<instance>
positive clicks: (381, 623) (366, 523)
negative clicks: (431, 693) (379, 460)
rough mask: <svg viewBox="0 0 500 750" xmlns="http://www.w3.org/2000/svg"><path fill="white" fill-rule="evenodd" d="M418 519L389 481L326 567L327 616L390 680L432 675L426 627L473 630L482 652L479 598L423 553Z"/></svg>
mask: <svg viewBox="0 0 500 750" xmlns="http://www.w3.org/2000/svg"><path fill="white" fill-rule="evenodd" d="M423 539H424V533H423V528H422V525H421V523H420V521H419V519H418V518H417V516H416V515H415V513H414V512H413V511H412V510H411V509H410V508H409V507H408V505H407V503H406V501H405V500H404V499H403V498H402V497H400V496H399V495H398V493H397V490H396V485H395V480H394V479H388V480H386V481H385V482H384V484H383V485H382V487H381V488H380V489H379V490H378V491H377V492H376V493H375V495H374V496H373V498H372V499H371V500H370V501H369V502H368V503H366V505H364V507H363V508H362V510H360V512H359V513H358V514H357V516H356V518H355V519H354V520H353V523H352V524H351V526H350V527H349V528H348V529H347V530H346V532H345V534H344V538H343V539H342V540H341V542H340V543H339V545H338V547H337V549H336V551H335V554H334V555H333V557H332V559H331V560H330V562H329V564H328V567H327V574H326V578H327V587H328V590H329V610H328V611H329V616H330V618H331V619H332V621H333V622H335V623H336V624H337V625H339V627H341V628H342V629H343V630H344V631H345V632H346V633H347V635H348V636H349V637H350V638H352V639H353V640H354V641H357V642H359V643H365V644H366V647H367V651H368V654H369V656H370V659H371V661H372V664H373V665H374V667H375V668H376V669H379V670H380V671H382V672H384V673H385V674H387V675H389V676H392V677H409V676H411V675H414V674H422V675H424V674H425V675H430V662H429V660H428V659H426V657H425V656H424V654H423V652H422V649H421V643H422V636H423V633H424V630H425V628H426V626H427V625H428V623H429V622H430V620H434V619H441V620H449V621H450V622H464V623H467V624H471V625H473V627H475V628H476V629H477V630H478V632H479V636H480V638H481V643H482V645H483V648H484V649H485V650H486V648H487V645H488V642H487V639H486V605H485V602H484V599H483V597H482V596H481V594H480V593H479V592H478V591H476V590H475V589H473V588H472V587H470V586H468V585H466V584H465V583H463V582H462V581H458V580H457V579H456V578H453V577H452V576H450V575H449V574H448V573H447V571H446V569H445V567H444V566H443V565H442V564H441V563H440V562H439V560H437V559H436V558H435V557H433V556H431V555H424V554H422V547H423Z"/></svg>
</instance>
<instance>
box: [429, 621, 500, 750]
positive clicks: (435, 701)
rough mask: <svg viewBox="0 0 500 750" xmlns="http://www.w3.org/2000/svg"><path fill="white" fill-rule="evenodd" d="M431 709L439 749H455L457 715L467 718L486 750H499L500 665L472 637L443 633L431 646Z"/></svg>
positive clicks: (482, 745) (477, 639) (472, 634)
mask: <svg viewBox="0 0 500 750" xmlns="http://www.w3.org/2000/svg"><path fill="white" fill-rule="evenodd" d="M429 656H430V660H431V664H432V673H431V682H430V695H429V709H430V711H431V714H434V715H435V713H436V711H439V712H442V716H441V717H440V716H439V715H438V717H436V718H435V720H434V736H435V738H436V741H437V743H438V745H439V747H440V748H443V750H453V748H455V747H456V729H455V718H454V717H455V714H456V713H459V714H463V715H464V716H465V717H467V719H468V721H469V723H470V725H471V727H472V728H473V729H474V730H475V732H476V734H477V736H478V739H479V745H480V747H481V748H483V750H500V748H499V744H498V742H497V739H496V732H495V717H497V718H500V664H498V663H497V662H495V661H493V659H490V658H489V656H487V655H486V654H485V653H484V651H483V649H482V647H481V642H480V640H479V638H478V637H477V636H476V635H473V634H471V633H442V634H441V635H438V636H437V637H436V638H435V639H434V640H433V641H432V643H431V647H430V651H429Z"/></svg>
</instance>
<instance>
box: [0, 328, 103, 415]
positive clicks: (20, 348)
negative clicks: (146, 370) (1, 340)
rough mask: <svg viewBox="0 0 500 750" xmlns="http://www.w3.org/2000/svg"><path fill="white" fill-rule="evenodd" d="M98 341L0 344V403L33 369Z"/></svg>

• • • • •

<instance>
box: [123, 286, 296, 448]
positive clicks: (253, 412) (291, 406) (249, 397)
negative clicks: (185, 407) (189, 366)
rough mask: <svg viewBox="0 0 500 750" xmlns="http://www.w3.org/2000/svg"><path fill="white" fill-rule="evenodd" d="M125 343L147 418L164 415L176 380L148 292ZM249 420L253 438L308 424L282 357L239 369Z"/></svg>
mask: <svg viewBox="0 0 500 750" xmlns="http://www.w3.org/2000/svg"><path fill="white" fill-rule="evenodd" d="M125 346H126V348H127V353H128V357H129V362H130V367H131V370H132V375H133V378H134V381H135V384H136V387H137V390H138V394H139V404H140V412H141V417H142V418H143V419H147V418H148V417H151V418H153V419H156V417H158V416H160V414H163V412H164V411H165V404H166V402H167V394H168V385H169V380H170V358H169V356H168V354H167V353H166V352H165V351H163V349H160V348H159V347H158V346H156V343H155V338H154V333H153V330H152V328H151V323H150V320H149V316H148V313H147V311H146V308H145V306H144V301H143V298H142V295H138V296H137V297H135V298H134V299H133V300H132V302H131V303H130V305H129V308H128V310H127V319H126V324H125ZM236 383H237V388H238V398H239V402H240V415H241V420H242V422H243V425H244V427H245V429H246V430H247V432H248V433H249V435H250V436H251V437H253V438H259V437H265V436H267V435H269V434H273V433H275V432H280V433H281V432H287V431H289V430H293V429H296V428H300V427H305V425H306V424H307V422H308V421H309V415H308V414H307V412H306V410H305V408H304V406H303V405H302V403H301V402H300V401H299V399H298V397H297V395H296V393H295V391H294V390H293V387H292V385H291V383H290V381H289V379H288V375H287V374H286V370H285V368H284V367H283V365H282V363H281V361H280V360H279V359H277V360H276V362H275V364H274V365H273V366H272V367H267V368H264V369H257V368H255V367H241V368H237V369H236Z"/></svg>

• • • • •

▶ _Task instructions_
Lines containing the word "negative" are to be located in the entries and copied.

▶ _Task answer_
negative clicks: (431, 693) (379, 460)
negative clicks: (146, 370) (1, 340)
negative clicks: (185, 407) (189, 366)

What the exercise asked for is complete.